**Entries provided**:
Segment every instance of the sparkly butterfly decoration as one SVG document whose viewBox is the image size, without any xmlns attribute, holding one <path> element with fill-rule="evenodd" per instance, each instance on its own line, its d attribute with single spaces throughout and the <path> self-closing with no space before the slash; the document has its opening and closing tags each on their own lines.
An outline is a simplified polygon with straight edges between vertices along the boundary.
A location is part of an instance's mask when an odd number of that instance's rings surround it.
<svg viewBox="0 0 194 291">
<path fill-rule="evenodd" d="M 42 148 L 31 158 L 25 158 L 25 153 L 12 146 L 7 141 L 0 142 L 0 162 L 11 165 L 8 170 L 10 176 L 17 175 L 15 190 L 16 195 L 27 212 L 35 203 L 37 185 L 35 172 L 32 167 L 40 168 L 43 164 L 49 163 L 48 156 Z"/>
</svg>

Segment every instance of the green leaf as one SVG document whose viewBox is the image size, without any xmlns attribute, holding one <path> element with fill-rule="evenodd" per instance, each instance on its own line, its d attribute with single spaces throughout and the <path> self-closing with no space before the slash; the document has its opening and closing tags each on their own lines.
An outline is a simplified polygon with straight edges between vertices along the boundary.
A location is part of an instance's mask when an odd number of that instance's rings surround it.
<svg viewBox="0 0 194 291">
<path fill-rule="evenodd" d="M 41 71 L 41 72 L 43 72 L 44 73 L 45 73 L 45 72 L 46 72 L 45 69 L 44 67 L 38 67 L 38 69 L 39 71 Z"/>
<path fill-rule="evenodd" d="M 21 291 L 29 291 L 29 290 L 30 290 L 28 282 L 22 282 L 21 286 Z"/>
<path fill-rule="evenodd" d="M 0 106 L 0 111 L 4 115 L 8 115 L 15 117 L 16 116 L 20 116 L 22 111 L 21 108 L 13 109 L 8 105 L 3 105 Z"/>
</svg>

**Work instructions**:
Could you reproduce every line of the records above verbatim, from the first to the last?

**Result below**:
Segment every instance of the sparkly butterfly decoration as one SVG document whose viewBox is the image size, without any xmlns attribute, holding one <path> element with fill-rule="evenodd" per instance, each instance on its own line, its d attribute with single spaces throughout and the <path> self-closing with no space before the slash; the document has its opening and closing tags each on their own lines.
An outline is a simplified polygon with straight edges between vertices along the boundary.
A location is part of an instance's mask when an odd number of that instance's rings surround it.
<svg viewBox="0 0 194 291">
<path fill-rule="evenodd" d="M 42 148 L 31 158 L 25 158 L 25 153 L 12 146 L 7 141 L 0 142 L 0 162 L 11 165 L 8 170 L 10 176 L 17 175 L 15 190 L 16 195 L 27 212 L 35 203 L 37 185 L 35 172 L 32 167 L 40 168 L 43 164 L 49 163 L 48 156 Z"/>
</svg>

Segment every instance of the green leaf as one SVG document whose viewBox is the image size, without any xmlns attribute, holding one <path> element with fill-rule="evenodd" per instance, each instance on its own line, its d attribute with single spaces throughout and the <path> self-closing with no space before the slash; the document has its opening and closing tags each on their own lines.
An outline is a simplified polygon with straight edges between vertices along the boundary.
A location is part of an instance's mask when an odd number of that instance's rings surround it.
<svg viewBox="0 0 194 291">
<path fill-rule="evenodd" d="M 41 71 L 41 72 L 43 72 L 44 73 L 45 73 L 45 72 L 46 72 L 45 69 L 44 67 L 38 67 L 38 69 L 39 71 Z"/>
<path fill-rule="evenodd" d="M 21 291 L 29 291 L 29 290 L 30 290 L 28 282 L 22 282 L 21 286 Z"/>
<path fill-rule="evenodd" d="M 0 106 L 0 111 L 4 115 L 8 115 L 15 117 L 16 116 L 20 116 L 22 111 L 21 108 L 13 109 L 8 105 L 3 105 Z"/>
</svg>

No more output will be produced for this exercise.